> _Work required_
Select from the records below every line that has the word "pipe" in it.

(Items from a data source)
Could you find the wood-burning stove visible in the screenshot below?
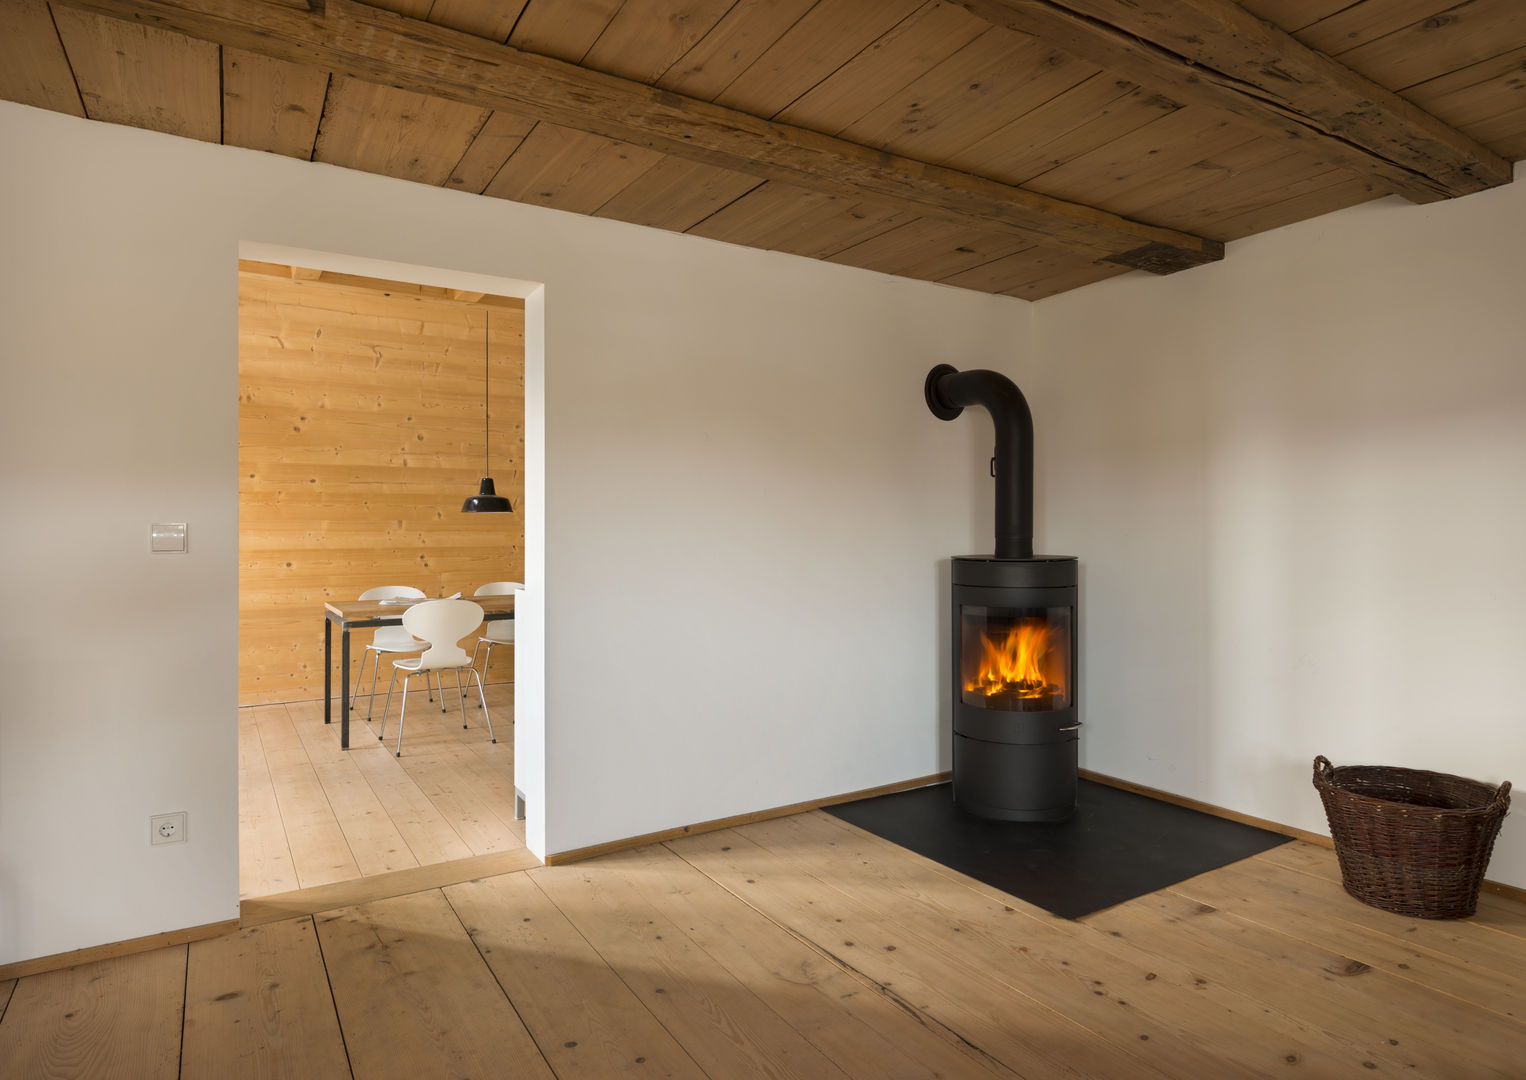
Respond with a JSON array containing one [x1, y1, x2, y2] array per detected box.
[[952, 554, 1078, 820], [927, 365, 1081, 821]]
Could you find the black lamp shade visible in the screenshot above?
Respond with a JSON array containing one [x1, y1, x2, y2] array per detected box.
[[462, 477, 513, 513]]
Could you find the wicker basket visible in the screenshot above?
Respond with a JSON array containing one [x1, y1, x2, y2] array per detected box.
[[1312, 756, 1510, 919]]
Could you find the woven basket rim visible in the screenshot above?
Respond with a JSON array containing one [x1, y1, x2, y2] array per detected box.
[[1314, 760, 1509, 817]]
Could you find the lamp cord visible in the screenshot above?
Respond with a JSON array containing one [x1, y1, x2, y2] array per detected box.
[[484, 311, 490, 477]]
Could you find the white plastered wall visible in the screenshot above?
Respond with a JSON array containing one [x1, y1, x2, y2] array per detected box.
[[0, 101, 1019, 964], [1029, 166, 1526, 888]]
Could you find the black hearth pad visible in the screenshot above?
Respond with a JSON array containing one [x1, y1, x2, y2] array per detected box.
[[825, 780, 1291, 920]]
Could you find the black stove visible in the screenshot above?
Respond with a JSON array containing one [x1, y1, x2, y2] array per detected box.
[[926, 365, 1080, 821]]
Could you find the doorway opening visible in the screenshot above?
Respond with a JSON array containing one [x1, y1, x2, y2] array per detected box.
[[236, 254, 532, 904]]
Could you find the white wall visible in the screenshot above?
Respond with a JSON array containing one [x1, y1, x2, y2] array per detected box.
[[0, 101, 1021, 964], [1030, 167, 1526, 888]]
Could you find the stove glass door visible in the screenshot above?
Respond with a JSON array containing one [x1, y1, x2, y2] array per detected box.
[[959, 605, 1072, 712]]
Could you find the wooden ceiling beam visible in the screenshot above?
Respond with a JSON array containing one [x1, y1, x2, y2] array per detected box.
[[954, 0, 1511, 204], [54, 0, 1223, 274]]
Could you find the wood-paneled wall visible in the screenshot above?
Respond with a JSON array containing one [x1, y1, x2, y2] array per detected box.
[[238, 261, 525, 705]]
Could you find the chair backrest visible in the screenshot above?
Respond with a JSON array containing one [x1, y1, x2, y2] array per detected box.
[[359, 585, 426, 601], [474, 581, 524, 596], [359, 586, 428, 649], [402, 599, 483, 669], [474, 582, 520, 644]]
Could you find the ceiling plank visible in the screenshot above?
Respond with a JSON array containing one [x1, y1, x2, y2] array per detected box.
[[1407, 45, 1526, 159], [836, 29, 1097, 167], [312, 78, 491, 187], [445, 111, 538, 195], [955, 78, 1179, 187], [1024, 109, 1263, 210], [594, 157, 764, 232], [0, 1, 86, 117], [483, 123, 663, 214], [939, 244, 1126, 298], [55, 0, 1224, 273], [1203, 170, 1379, 240], [769, 1, 990, 134], [506, 0, 623, 64], [709, 0, 925, 117], [580, 0, 736, 85], [825, 217, 1033, 282], [223, 48, 328, 160], [655, 0, 818, 102], [1294, 0, 1466, 59], [686, 182, 917, 261], [53, 5, 220, 140], [1333, 0, 1526, 93], [425, 0, 529, 42], [1239, 1, 1350, 33], [1003, 255, 1130, 300], [953, 0, 1511, 202]]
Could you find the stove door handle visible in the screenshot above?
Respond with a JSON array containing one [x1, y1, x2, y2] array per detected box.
[[1058, 723, 1083, 731]]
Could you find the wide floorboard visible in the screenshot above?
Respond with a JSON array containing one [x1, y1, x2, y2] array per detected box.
[[5, 811, 1524, 1078], [239, 683, 521, 899]]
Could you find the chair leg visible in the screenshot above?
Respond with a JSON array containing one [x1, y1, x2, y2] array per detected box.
[[472, 667, 495, 743], [351, 648, 369, 709], [466, 640, 486, 707], [456, 667, 470, 730], [476, 641, 496, 708], [378, 668, 398, 740], [395, 671, 412, 757], [436, 669, 447, 713], [364, 650, 383, 721]]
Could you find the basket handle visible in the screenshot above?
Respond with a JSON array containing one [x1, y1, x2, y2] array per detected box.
[[1313, 755, 1334, 783], [1494, 780, 1512, 810]]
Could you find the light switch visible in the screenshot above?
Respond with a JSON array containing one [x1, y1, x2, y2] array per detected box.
[[150, 522, 188, 553]]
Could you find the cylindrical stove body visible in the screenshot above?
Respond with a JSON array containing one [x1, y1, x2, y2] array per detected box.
[[951, 555, 1079, 821]]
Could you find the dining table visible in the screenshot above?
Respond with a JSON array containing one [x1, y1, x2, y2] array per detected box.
[[323, 595, 516, 749]]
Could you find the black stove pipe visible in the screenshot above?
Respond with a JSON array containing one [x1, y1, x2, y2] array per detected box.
[[925, 364, 1034, 559]]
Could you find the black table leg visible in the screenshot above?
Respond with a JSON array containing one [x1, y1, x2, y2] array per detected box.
[[324, 616, 332, 725], [340, 626, 351, 750]]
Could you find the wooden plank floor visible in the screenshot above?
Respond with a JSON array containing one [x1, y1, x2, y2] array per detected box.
[[6, 809, 1525, 1078], [239, 683, 522, 899]]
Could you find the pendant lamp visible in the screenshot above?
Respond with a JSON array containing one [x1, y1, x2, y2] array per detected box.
[[462, 310, 513, 513]]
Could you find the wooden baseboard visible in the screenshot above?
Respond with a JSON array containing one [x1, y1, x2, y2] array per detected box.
[[240, 847, 543, 927], [1078, 768, 1334, 846], [544, 772, 953, 866], [0, 918, 240, 982], [1079, 768, 1526, 904], [1481, 879, 1526, 903]]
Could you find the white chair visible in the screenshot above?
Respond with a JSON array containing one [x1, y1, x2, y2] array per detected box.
[[468, 581, 523, 703], [352, 585, 432, 720], [377, 598, 494, 757]]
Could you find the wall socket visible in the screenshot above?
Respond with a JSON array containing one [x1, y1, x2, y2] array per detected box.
[[150, 811, 187, 845]]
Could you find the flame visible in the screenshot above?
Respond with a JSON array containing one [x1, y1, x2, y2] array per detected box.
[[965, 620, 1061, 700]]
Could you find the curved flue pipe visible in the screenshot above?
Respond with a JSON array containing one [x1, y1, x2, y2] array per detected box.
[[925, 364, 1034, 559]]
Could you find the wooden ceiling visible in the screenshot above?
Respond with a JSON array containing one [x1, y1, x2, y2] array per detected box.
[[4, 0, 1524, 299]]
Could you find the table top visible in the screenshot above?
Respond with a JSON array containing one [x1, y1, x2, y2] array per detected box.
[[325, 595, 516, 624]]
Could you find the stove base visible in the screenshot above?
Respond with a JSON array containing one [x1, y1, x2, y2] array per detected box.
[[952, 732, 1077, 822]]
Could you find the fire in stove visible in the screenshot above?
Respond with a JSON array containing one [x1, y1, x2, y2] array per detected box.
[[960, 607, 1072, 713], [967, 621, 1064, 705]]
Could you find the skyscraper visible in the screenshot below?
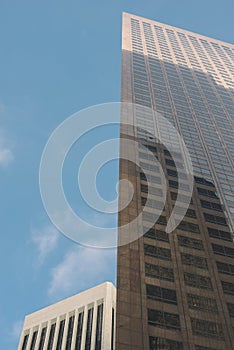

> _Result_
Could you find the black stove pipe visible in the screenshot above?
Could you find the curved flue pipe visible in the screenshot above?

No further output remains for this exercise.